▶ **Tekst źródłowy**:
***
Gdy ostatni Żyd odszedł z Głogówka

Krzysztof Strauchmann
Krzysztof Strauchmann
Johannes Austerlitz z żoną Gretą pochodzącą z Prudnika. Zdjęcie Karla nie zachowało się. Nie ma go w swoich zbiorach nawet największy kolekcjoner.
Johannes Austerlitz z żoną Gretą pochodzącą z Prudnika. Zdjęcie Karla nie zachowało się. Nie ma go w swoich zbiorach nawet największy kolekcjoner. Archiwum
Mieszkańcy przyszli licznie, jakby czuli, że kończy się jakaś epoka. Nad grobem zaśpiewał chór kościelny. Innego w mieście nie było. Przemówił Rafał Urban, już wtedy uznany pisarz i regionalista, zdobywca literackich laurów.

Karla Austerlitza pochowano na żydowskim cmentarzu w Głogówku - Olszynce.
To był ostatni Żyd w okolicy. Umarł 6 lutego 1954 roku. Miał 80 lat.

- Na pogrzeb miał przyjechać rabin, ale nie dojechał - wspomina Karol Urban, syn pisarza. - Ojciec przemawiał w dwóch językach, po polsku i po niemiecku, bo Austerlitz nigdy nie nauczył się polskiego. Karl to był najlepszy przyjaciel mojego ojca.
Sześć lat wojny, lata Holokaustu, zagłady żydowskiej i obozów koncentracyjnych Karl Austerlitz przemieszkał w swoim domu na skrzyżowaniu dzisiejszej ulicy 3 Maja i placu Pokoju w Głogówku.

Naziści zabili jego rodzeństwo. On ocalał. To był cud.

- Powiadał o sobie, że jest ciągle przeklęty - opowiada Karol Urban. - Hitlerowcy mówili o nim: Przeklęty Żyd. Rosjanie mówili: Przeklęty kapitalista. Polacy: Przeklęty Szwab.
- Był wysoki, co najmniej 1,8 m i silny - wspomina Hubert Mucha, 82-letni fryzjer.

Austerlitz nie nosił pejsów, kapelusza czy chałata, jak inni pobożni Żydzi. Nie odróżniał się wyglądem, ale wszyscy w mieście wiedzieli, że jest Żydem.
***
▶ **Dostępne dane**:
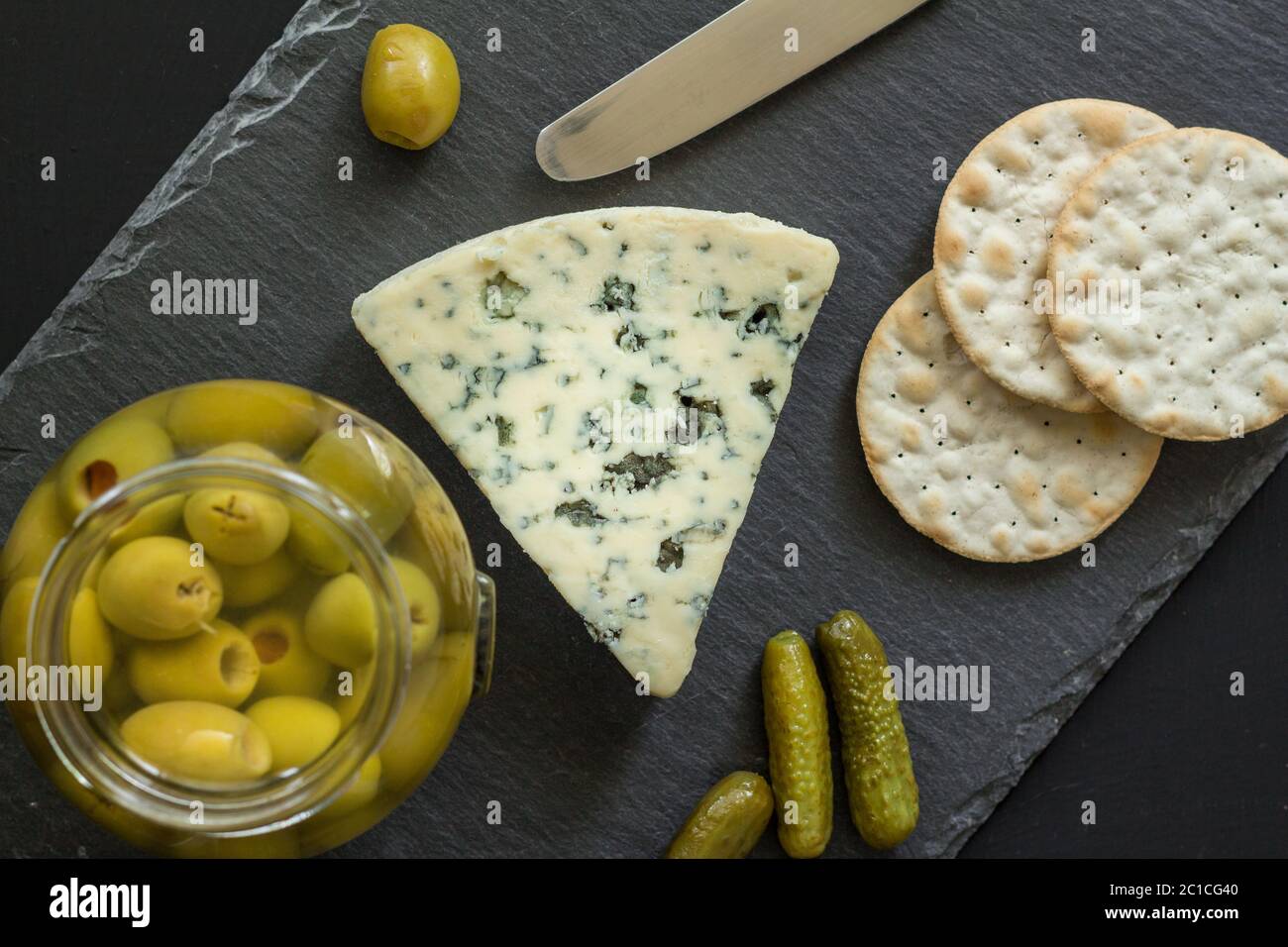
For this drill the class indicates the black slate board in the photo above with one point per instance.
(579, 763)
***
▶ **Polecenia**:
- a) W jakich dwóch językach przemawiał Rafał Urban na pogrzebie, według tekstu o Karlu Austerlitzu?
- b) Dopisz dalszy ciąg tekstu o Karlu Austerlitzu, zaczynając zaraz po jego ostatnim zdaniu.

▶ **Odpowiedzi**:
- a) Po polsku i po niemiecku.

- b)
Karl Austerlitz chodził się strzyc do drugiego zakładu - Grossera. Mieli podobne poglądy polityczne. Nie lubili Hitlera. Między sobą mogli swobodniej porozmawiać o polityce.
Austerlitz należał do grupy przyjaciół grających regularnie w skata.

Umawiali się co tydzień u kogoś innego i grali. Czasem, jak komuś szła karta i wygrywał, albo się chciał odegrać, to prosił gości, żeby zostali jeszcze z pół godziny.

U Austerlitza nigdy tak nie było. Jak umawiali się na grę od 20 do północy, to dokładnie o północy kończyli. Taki był zdyscyplinowany.
Günther Haupstock błyskawicznie odpowiada na mail z prośbą o materiały o Austerlitzu. Mieszkający w Niemczech 74-letni historyk amator, nieoficjalny archiwista i kronikarz Głogówka, właśnie przygotowuje rozdział poświęcony Żydom do swojej drugiej książki o dziejach miasteczka.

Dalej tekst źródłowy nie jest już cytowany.